# [Required work]
Put every item below into a numbered list, skipping blank lines and leaving the pictures out.

+++ Listed entries +++

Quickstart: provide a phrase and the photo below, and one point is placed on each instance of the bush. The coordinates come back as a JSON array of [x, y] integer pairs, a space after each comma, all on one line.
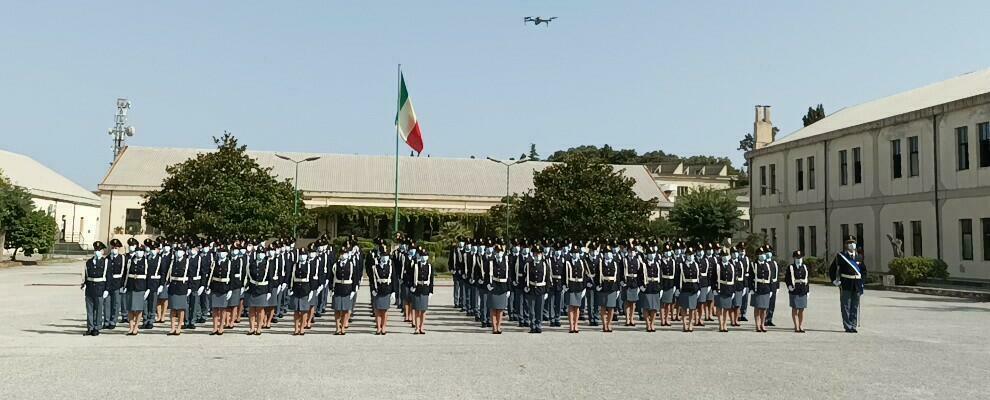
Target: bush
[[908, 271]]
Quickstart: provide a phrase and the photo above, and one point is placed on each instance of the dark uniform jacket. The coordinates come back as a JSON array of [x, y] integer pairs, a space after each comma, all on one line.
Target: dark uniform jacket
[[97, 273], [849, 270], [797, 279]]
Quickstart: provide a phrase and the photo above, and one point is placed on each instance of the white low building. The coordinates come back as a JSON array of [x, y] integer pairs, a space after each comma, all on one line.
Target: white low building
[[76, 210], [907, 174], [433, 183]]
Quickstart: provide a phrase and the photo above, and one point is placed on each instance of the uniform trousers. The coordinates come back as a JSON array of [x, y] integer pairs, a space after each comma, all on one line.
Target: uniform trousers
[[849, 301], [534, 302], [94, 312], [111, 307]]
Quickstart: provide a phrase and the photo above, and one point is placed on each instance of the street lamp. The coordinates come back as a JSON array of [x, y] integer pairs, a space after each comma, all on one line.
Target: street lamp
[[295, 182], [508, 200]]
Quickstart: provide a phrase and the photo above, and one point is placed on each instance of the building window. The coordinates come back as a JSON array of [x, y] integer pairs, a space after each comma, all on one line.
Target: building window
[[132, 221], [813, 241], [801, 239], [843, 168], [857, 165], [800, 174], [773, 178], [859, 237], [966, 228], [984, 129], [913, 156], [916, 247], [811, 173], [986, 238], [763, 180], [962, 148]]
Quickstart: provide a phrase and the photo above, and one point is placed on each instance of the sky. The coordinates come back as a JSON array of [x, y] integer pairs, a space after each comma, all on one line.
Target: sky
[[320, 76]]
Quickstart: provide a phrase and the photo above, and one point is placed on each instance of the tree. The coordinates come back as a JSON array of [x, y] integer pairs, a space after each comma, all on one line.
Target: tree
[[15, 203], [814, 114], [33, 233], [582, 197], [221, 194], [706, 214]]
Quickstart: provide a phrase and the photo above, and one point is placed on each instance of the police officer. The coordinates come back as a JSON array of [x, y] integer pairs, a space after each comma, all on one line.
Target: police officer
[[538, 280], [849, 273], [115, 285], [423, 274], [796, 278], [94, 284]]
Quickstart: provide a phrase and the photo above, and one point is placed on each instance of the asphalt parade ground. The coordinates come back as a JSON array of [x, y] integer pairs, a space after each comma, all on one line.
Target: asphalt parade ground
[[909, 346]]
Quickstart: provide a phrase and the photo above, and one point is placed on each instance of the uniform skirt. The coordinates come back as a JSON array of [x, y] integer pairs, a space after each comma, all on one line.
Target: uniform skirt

+++

# [Exercise response]
1. Quickstart: provide a phrase and the photo below, and one point is placed on each instance of the bush. The coordinates come back as a JSON array of [x, y] integer pairs, a space after each comma, all on one line.
2. Target: bush
3. [[908, 271]]
4. Quickstart: provide a phrase and the photo above, and one point is placed on each instance of the dark uniform jacket. The coordinates come back as a JSON array of [x, y] integer pairs, a space after each comma, all on one line.
5. Target: dark uniform jacket
6. [[97, 273], [849, 270], [797, 279]]
7. Quickstart: provide a phrase and the photo above, and one point is placed on each instance of the white low building. The coordinates come back as a JSON array of [x, y] integer pairs, a space after each comma, all on one line.
8. Target: white low building
9. [[76, 210], [907, 174], [433, 183]]
10. Quickstart: provide a phrase and the photo above, and one point is placed on each instance of the uniform trousers. The coordinates come back as a JSON array of [x, y] integer pairs, a space after each comma, all on one line.
11. Target: uniform trousers
12. [[849, 301], [534, 302], [94, 312], [111, 307]]
13. Quickstart: provide a phrase and the photo above, and one point is placed on each instance of the street lamp. The coordinates come back as a JSON array of [x, y] integer pairs, a space after each comma, all on one line.
14. Target: street lamp
15. [[295, 182], [508, 200]]
16. Quickstart: provide a phrase and the photo above, and one point is placed on each instance of the building window. The coordinates come back as a JSON array of [x, y] integer pairs, a space after each comma, all on one line.
17. Target: building window
18. [[132, 221], [813, 241], [801, 239], [843, 168], [857, 165], [800, 174], [773, 178], [859, 237], [966, 228], [984, 129], [913, 156], [916, 247], [811, 173], [986, 238], [763, 180], [962, 148]]
19. Quickstart: provide a phrase and the photo above, and one point is placed on each instance of the sky. The coordinates come back as a JSON array of [x, y] integer pairs, a space after each comma, all on one line.
20. Target: sky
21. [[320, 76]]
22. Quickstart: provide a phrase and the photo above, and one point is placed on each instance of the tree. The coordinates come back as a JSON array of [x, y] integer pairs, a space after each comma, all on one line.
23. Target: tree
24. [[15, 203], [814, 114], [33, 233], [582, 197], [221, 194], [706, 214]]
25. Quickstart: provide a phrase and the photo above, and one point is placed on each instance of the police officer. The coordinates come back as a JSON array of [x, y] integer pairs, a space after each comma, all on one line.
26. Target: police officer
27. [[538, 280], [849, 273], [115, 285], [423, 274], [796, 278], [94, 284]]
28. Quickstart: provide a phrase and the photo above, and one point is placed on each instance of the asphalt parade ground. The coordinates come back as a JSON array of [x, y] integer pairs, a space after each comma, all on one line.
29. Target: asphalt parade ground
30. [[909, 346]]
31. Quickstart: provide a phrase and the photo above, and one point is placed on each instance of the uniform skirt. The coordinates come back as a JSON array of [x, y] integer pairs, a space after each comma, all on one line.
32. Target: uniform skirt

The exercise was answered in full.